Exercise inputs:
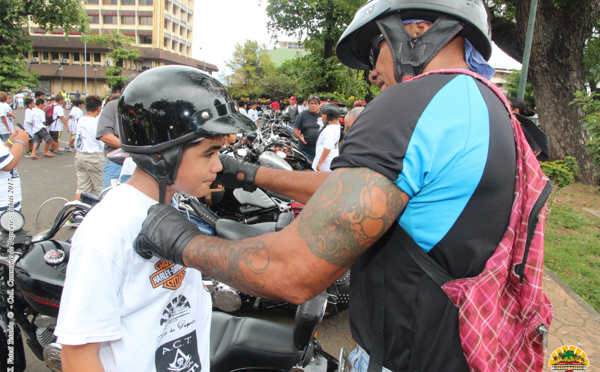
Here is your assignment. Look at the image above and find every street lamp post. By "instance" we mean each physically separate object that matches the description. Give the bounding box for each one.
[94,66,98,95]
[58,65,62,90]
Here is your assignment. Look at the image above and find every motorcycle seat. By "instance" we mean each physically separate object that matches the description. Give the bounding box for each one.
[215,219,277,240]
[210,311,302,372]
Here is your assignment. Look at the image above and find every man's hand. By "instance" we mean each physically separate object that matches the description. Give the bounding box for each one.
[216,154,260,192]
[133,204,200,266]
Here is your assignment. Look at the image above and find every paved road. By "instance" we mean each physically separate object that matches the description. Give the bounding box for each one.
[11,107,354,372]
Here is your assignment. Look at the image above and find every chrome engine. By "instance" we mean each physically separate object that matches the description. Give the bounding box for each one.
[33,314,62,372]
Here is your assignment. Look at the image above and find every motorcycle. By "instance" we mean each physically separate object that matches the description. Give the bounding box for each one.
[0,193,338,372]
[173,189,350,315]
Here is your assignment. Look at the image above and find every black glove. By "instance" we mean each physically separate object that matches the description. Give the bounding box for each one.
[216,154,260,192]
[133,204,200,265]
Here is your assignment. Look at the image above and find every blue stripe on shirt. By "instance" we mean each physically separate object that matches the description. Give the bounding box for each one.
[396,75,490,252]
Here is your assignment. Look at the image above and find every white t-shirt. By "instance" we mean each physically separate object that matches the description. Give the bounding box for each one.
[48,104,65,132]
[0,141,21,212]
[31,107,46,133]
[75,116,104,154]
[68,106,83,134]
[55,184,212,372]
[0,102,14,134]
[23,108,35,137]
[248,109,258,123]
[313,124,341,171]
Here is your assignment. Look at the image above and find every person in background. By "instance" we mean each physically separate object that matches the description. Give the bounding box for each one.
[294,94,323,160]
[248,101,258,124]
[344,106,365,133]
[23,97,35,158]
[0,129,29,213]
[0,92,15,141]
[75,95,104,200]
[65,98,85,151]
[312,103,341,172]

Written task: Render every line of the listing above as a Markdown table with the columns Row and Line, numbering the rows and skipping blank lines. Leave the pictures out.

Answer below:
| Row | Line |
|---|---|
| 1 | Here is your assignment. Look at the image above and find every street lamp post. By "instance" we mean each physically separate object that matches the description. Give the bounding box for each one. |
| 2 | [94,66,98,95] |
| 3 | [58,65,62,90] |
| 4 | Here is your assignment. Look at the image above and find every motorcycle seat. By "instance" we mean each physically separate object that matches the description. Give the bounding box for each one. |
| 5 | [215,219,277,240] |
| 6 | [210,311,302,372] |
| 7 | Here is your assignment. Look at the image above and find every man's hand. By "instance" we mean each physically separate object that matches the description. Give the bounding box for each one. |
| 8 | [216,154,260,192] |
| 9 | [133,204,200,266] |
| 10 | Here is your assignment. Look at the image above and find every paved road. By "instance" we mean each physically separate object that matches the description. Give the bounding box for each one. |
| 11 | [11,107,354,372] |
| 12 | Here is your assignment. Look at the image above and find every chrome engine. By "instance" we mean each physically separate object that matches the description. Give the bounding box for each one. |
| 13 | [33,314,62,372] |
| 14 | Here is your assignment. Look at the image above and find every motorcycle. By "instance" we mean each physically separate object that matches the description. Give the bounding box for each one. |
| 15 | [0,193,338,372] |
| 16 | [173,189,350,315] |
| 17 | Here is your assignment. Look at the image above and find every black glove. By "instance" we mean each physically separate object that matches the description. Give the bounding box for each one. |
| 18 | [216,154,260,192] |
| 19 | [133,204,200,265] |
| 20 | Here is your assignment. Look at the image above and find every blue stripe on shirt. By "instance" we mean each physically separate object that matches the description. Give the bounding box for each one. |
| 21 | [396,75,490,252] |
| 22 | Here is your assignment. Look at the image above and find every white t-shirt. By "instance" we mean each physically separate object that matches the description. Give the bounding box for each one. |
| 23 | [48,104,65,132] |
| 24 | [0,141,21,212] |
| 25 | [31,107,46,133] |
| 26 | [75,116,104,154] |
| 27 | [68,106,83,134] |
| 28 | [55,184,212,372] |
| 29 | [0,102,14,134] |
| 30 | [23,108,35,137] |
| 31 | [248,109,258,123] |
| 32 | [313,124,341,171] |
| 33 | Here is your assignment. Look at the image above and find every person in background. By "instance" we mean each physically separate object that matches the description. Give the bounding box for each one. |
| 34 | [294,94,323,160] |
| 35 | [248,101,258,124] |
| 36 | [344,106,365,133] |
| 37 | [23,97,35,158] |
| 38 | [0,129,29,213] |
| 39 | [0,92,15,141] |
| 40 | [75,95,104,200] |
| 41 | [65,98,85,151] |
| 42 | [312,103,341,172] |